TASK REQUIREMENTS: Nothing belongs in the answer except the lines of the material that include "blue".

RECORDED INFORMATION:

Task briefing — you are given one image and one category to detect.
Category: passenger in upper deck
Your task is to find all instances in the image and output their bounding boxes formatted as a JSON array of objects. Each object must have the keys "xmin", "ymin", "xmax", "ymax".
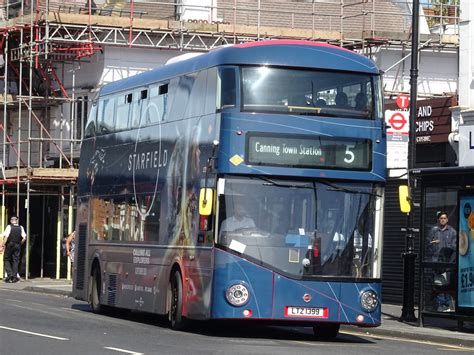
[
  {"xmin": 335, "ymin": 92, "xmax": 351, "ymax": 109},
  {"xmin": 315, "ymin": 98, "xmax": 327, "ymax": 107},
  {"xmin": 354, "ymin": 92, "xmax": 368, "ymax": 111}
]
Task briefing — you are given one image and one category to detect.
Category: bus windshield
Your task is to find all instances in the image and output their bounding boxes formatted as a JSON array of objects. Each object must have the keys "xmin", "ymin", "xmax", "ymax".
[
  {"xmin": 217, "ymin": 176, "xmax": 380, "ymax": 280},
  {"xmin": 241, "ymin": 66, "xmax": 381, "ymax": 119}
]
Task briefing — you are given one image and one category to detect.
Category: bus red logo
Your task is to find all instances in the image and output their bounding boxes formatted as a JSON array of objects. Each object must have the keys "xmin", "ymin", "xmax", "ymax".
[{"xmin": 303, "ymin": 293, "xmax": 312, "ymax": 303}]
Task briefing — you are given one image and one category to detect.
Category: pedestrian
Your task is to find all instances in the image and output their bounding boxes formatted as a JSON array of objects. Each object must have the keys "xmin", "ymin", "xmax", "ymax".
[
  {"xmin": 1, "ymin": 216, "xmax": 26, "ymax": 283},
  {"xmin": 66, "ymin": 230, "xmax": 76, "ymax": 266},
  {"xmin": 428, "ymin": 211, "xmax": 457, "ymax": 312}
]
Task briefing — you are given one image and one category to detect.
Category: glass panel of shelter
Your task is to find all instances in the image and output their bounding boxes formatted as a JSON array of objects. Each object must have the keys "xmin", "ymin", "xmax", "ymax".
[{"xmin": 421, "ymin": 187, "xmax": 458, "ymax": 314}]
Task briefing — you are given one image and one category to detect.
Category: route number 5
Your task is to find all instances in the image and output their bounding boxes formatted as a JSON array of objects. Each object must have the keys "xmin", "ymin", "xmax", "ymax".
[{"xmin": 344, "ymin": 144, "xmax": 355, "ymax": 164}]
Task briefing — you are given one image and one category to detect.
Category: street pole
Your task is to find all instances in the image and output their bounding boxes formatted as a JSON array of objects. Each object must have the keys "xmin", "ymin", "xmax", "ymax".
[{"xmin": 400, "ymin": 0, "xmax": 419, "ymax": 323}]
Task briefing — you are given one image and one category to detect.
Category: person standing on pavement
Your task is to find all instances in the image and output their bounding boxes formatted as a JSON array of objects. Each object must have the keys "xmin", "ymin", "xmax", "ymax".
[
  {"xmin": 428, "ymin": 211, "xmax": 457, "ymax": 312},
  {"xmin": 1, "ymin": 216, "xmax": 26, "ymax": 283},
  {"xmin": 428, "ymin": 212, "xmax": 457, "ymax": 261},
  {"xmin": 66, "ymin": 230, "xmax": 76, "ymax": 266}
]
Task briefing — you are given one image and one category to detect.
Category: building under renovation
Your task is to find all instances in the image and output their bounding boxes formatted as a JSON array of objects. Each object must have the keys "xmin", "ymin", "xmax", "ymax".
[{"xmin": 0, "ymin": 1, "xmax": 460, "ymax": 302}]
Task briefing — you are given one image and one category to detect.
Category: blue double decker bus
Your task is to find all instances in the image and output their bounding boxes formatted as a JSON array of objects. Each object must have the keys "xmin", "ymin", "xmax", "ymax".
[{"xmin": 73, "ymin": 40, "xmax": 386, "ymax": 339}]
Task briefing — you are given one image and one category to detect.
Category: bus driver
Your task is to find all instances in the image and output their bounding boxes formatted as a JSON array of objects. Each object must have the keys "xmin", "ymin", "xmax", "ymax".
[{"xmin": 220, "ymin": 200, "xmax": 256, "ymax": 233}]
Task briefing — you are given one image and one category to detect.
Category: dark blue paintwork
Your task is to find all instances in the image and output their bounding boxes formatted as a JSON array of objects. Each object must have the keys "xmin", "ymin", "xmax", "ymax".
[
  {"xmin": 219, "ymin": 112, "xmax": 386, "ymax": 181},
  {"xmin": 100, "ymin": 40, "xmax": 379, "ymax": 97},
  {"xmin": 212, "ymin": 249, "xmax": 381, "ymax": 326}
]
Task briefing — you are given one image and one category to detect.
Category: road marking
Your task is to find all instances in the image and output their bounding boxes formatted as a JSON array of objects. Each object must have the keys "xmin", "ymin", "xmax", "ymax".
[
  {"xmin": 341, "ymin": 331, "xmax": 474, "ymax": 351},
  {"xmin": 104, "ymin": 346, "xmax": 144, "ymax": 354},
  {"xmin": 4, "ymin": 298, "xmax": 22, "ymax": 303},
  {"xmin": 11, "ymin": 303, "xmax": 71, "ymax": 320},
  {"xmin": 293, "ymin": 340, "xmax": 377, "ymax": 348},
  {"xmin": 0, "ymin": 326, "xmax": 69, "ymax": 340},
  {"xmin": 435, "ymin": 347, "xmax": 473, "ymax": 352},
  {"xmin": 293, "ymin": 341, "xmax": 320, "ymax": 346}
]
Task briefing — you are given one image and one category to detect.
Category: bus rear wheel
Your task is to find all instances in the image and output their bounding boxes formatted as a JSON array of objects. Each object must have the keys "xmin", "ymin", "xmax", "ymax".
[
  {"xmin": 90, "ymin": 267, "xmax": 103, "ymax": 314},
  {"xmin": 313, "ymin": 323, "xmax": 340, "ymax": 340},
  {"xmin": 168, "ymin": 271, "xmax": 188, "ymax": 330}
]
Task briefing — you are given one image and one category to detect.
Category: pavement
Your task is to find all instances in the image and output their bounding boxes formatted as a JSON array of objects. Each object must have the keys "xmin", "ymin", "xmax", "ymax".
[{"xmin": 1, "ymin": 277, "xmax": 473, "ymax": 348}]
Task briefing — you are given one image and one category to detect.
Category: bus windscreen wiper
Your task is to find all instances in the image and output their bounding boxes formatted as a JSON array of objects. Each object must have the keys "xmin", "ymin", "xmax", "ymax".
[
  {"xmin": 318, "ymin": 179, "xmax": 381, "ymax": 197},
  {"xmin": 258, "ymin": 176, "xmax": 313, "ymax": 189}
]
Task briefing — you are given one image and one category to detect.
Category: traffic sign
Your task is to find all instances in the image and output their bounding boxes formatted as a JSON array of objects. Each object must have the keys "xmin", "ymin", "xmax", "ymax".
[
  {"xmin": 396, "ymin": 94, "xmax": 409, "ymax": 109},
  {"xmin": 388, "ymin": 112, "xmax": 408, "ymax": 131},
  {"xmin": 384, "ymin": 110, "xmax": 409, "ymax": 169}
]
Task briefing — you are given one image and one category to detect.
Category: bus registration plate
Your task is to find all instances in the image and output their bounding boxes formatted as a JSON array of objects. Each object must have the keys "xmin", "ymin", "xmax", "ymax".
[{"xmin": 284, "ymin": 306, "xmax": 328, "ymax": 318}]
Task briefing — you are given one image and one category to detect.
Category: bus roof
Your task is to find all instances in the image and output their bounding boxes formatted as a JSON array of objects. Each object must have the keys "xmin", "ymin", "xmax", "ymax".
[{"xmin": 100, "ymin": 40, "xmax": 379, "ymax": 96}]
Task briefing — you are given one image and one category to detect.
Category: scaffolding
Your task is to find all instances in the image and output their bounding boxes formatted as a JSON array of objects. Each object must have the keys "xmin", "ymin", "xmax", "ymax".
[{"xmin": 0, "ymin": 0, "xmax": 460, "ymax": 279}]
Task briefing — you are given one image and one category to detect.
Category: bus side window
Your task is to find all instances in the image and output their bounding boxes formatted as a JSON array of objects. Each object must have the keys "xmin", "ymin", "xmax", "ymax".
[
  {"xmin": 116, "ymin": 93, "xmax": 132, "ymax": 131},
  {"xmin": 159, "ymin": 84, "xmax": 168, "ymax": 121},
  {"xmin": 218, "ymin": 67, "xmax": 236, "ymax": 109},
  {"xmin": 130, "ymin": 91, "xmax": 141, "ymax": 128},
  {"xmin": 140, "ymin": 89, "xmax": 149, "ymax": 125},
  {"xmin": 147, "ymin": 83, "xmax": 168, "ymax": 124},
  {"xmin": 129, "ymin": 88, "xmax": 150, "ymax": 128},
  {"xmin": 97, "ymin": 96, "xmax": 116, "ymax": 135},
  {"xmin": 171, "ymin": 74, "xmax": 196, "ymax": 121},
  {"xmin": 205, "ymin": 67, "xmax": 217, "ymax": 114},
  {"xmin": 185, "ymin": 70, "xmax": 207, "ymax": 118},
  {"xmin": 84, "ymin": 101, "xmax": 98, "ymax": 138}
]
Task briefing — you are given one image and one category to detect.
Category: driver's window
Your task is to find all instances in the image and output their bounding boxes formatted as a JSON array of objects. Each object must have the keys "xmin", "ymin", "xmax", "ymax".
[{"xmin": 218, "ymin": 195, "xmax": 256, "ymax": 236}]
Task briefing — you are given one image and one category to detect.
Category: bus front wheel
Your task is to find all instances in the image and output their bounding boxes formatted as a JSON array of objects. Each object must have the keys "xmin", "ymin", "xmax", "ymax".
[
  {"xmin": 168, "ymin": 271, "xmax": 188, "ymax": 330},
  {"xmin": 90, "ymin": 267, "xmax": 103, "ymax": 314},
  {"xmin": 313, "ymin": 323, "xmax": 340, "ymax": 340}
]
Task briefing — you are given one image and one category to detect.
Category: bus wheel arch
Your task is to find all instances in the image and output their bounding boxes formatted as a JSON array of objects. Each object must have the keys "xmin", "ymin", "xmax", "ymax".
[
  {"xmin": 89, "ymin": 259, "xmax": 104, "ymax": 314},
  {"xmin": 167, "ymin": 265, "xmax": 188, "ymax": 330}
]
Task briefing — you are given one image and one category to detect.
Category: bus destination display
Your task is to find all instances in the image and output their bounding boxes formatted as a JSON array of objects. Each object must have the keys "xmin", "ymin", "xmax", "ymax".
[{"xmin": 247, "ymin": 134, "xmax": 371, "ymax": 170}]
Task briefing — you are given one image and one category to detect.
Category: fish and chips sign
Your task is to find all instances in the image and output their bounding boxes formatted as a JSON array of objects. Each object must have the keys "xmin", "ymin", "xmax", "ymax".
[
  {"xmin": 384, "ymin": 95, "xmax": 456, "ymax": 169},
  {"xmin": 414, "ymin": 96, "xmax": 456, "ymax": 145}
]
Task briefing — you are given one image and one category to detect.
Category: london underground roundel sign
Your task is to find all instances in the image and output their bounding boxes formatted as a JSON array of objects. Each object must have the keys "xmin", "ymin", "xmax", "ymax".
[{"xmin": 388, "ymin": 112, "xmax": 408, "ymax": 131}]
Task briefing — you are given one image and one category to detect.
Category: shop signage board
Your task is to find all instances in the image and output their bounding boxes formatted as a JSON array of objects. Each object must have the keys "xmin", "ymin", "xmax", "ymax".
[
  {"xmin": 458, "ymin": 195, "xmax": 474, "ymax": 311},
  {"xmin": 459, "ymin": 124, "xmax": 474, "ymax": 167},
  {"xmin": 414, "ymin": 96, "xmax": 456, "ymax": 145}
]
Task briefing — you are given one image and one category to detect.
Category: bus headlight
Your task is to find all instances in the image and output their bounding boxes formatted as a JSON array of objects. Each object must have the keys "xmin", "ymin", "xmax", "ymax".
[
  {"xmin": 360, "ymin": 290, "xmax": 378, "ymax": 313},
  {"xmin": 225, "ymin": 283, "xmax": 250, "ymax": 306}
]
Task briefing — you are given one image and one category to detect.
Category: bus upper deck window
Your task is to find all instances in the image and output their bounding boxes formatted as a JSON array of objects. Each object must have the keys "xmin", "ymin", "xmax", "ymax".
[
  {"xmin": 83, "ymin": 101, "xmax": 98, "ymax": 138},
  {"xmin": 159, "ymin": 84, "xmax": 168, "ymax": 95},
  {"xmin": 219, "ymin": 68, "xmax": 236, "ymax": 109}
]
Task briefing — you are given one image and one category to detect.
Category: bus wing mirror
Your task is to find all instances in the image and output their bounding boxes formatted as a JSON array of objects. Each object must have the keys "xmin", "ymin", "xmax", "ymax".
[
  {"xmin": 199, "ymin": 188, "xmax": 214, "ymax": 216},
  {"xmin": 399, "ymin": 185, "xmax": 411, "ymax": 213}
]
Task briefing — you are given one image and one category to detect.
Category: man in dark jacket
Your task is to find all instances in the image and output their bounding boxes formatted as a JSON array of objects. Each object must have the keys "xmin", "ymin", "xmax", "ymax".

THE ANSWER:
Category: blue double decker bus
Category: dark blue paintwork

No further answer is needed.